» Provided records
——————

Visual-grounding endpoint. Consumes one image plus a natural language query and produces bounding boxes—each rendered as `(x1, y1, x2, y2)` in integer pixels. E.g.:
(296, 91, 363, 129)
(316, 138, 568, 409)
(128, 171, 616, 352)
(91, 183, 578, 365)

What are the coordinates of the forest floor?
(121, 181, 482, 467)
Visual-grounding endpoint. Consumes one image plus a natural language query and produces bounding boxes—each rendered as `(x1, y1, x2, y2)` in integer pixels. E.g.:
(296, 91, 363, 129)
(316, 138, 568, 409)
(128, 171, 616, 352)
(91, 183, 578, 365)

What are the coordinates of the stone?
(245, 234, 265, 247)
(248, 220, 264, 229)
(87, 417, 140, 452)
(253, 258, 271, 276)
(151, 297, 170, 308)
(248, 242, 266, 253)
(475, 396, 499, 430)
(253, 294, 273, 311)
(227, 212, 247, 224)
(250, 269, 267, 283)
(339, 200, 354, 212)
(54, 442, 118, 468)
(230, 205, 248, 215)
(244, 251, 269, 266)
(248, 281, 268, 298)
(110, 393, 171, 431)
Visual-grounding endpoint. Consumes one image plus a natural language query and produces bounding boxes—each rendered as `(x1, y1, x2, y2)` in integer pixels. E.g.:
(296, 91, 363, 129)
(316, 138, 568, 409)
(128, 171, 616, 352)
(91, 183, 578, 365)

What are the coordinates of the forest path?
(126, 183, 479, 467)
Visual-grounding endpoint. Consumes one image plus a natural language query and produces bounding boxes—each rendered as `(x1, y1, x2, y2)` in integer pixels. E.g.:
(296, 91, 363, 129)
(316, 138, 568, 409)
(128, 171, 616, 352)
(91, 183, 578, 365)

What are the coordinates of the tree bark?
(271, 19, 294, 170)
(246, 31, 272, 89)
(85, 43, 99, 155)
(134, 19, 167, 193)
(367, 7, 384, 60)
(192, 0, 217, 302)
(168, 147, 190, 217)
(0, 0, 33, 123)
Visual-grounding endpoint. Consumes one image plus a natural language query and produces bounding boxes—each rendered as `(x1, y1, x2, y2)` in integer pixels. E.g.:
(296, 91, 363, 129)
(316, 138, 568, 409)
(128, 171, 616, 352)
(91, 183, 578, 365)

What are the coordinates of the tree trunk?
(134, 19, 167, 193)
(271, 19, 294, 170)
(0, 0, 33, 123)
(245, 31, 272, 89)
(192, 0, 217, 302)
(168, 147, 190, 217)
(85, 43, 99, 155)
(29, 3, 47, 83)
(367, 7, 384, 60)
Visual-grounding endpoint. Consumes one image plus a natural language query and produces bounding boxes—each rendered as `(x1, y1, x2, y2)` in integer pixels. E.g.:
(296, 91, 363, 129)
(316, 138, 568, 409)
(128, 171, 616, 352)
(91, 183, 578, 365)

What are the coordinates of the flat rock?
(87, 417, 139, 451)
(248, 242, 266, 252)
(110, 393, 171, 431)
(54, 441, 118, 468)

——————

» What to do
The output should restate the data exactly, with no line missing.

» Answer section
Visual-grounding endpoint. Consumes one image plus a natural language query and produces bounding boxes—each rendered as `(x1, y1, x2, y2)` in integer pixels. E.g.:
(296, 91, 363, 129)
(316, 138, 568, 409)
(128, 171, 616, 352)
(91, 183, 578, 365)

What are the coordinates of the forest floor?
(121, 181, 482, 467)
Visual-grounding endpoint. Consumes one image plus a natural language query and produces bounding boxes—each rendered as `(x1, y1, x2, y2)` in integer pixels. E.g.:
(296, 91, 363, 129)
(316, 138, 568, 409)
(128, 171, 616, 352)
(91, 183, 578, 365)

What are the coordinates of the stone?
(245, 234, 265, 247)
(248, 220, 264, 229)
(87, 417, 140, 452)
(253, 258, 271, 276)
(151, 297, 170, 308)
(248, 242, 266, 253)
(475, 396, 499, 430)
(253, 294, 273, 311)
(227, 212, 247, 224)
(250, 269, 267, 283)
(339, 200, 354, 212)
(54, 442, 118, 468)
(230, 205, 248, 215)
(244, 251, 269, 266)
(248, 281, 268, 298)
(110, 393, 171, 431)
Visual-grounding endpoint. Consumes one image plus a natural language query and produces bounding boxes—each rendered as `(x1, y1, x2, y2)` in integer pixels. E.g.:
(296, 91, 363, 129)
(316, 138, 568, 409)
(128, 171, 616, 352)
(91, 183, 578, 365)

What are the coordinates of the forest path?
(126, 183, 479, 467)
Visual-grounding endpoint. Consumes one image plus a natural language query and produces bounding boxes—each rendered as `(x1, y1, x2, y2)` in integer pixels. E.g.:
(296, 91, 363, 129)
(316, 138, 568, 409)
(128, 171, 616, 352)
(91, 183, 578, 365)

What are the coordinates of the tree bark?
(271, 19, 294, 170)
(246, 31, 272, 89)
(85, 43, 99, 155)
(134, 19, 167, 193)
(367, 7, 384, 60)
(192, 0, 217, 302)
(168, 147, 190, 217)
(0, 0, 33, 123)
Visual-grounding endpoint. Consumes one image plus a natural language query and produces bounding boxes—each rendered as `(x1, y1, x2, y2)` in integer pixels. E.g.:
(296, 91, 363, 129)
(316, 138, 568, 409)
(128, 171, 616, 352)
(91, 183, 578, 365)

What are the coordinates of the tree trunk?
(134, 19, 167, 193)
(271, 19, 294, 170)
(0, 0, 33, 123)
(245, 31, 272, 89)
(192, 0, 217, 302)
(168, 147, 190, 217)
(85, 43, 99, 155)
(29, 3, 47, 83)
(367, 7, 384, 60)
Visual-grounding endpoint. Consumes one image plus a natural language query and produces bounding boxes—each rendered as `(x1, y1, x2, y2)` in integer pixels. E.g.:
(296, 91, 363, 129)
(316, 138, 568, 409)
(128, 171, 616, 352)
(91, 183, 578, 365)

What are the coordinates of the flat rock?
(87, 417, 139, 451)
(248, 242, 266, 252)
(110, 393, 171, 431)
(54, 441, 118, 468)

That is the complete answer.